──────── Dataset records ────────
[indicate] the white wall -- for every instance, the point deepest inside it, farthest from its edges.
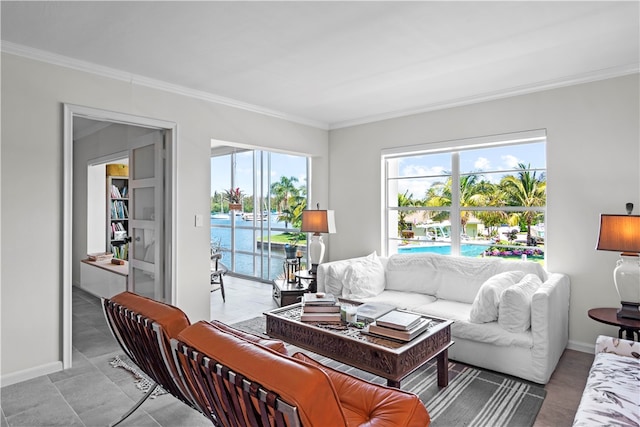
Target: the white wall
(593, 158)
(31, 201)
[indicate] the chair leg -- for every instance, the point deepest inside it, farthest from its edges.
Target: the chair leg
(136, 406)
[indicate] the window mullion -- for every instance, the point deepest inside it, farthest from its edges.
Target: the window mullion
(454, 217)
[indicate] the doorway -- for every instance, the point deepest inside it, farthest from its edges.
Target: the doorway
(157, 220)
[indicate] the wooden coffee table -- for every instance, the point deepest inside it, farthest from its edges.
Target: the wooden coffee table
(386, 358)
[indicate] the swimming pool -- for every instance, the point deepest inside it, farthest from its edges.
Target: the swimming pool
(465, 249)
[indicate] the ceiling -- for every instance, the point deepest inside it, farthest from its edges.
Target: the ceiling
(334, 64)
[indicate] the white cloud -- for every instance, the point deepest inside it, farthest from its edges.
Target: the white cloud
(482, 163)
(510, 161)
(418, 187)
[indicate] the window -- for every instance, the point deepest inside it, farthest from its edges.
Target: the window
(274, 193)
(476, 197)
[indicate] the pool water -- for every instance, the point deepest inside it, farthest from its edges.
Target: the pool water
(465, 250)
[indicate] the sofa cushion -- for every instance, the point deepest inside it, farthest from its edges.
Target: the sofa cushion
(403, 300)
(364, 278)
(489, 333)
(514, 311)
(335, 273)
(528, 267)
(485, 304)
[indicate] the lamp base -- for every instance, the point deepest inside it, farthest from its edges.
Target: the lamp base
(629, 310)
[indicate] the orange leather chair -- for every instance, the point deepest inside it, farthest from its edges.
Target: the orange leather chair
(319, 396)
────────
*Exercise prompt:*
Write the data above out again exactly, every line of it, and exclude the pictures.

*Answer to this task:*
[indicate] the white wall -- for every instance, the point deepest inside it, farthest from its edges.
Target: the white wall
(593, 158)
(31, 201)
[indicate] the chair leg -- for every instance, the point deepest inside it, farthest from its edges.
Target: the chair leg
(136, 406)
[indicate] the window mullion -- for every instance, the point deepest inside it, farthest from its edges.
Target: the window mullion
(454, 217)
[indicate] the doorway -- for every instance, the point deepest inside it, farthest from its edges.
Target: the doorway
(157, 220)
[indicate] the wooden coffee table -- for every instance, the point deepest inside it, farthest from its edges.
Target: the wooden coffee table
(386, 358)
[indicate] the swimming pool -- for every instance, the point deepest inside it, farthest from its edges.
Target: the swimming pool
(465, 249)
[indicate] the ceiling -- for every instance, the point deepest inside it, farthest from its edges.
Target: the ceiling
(334, 64)
[indicate] the white cloud -- for every instance, the point deepest inside it, farthest from its edges.
Target: the white cloud
(482, 163)
(510, 161)
(418, 187)
[indicate] the window -- for every instance, the point deepest inside it, farthest from its edges.
Target: the window
(274, 193)
(476, 197)
[indicate] the pool water -- for every instance, the point deepest inside it, farthest from its edges.
Target: the pool water
(465, 250)
[indicate] the sofa cushion -- for every instance, the point deepest inside it, farthest from its edges.
Target: the sofa cushion
(403, 300)
(364, 278)
(489, 333)
(514, 311)
(335, 273)
(528, 267)
(485, 304)
[indicate] the lamp base -- for every instance, the point deepest inside it, farthest from its edges.
Target: the lamp base
(629, 310)
[indicate] the orange leather chair -- for every instance, the point deepest inside it, farthest from its edges.
Target: the orange leather chair
(319, 396)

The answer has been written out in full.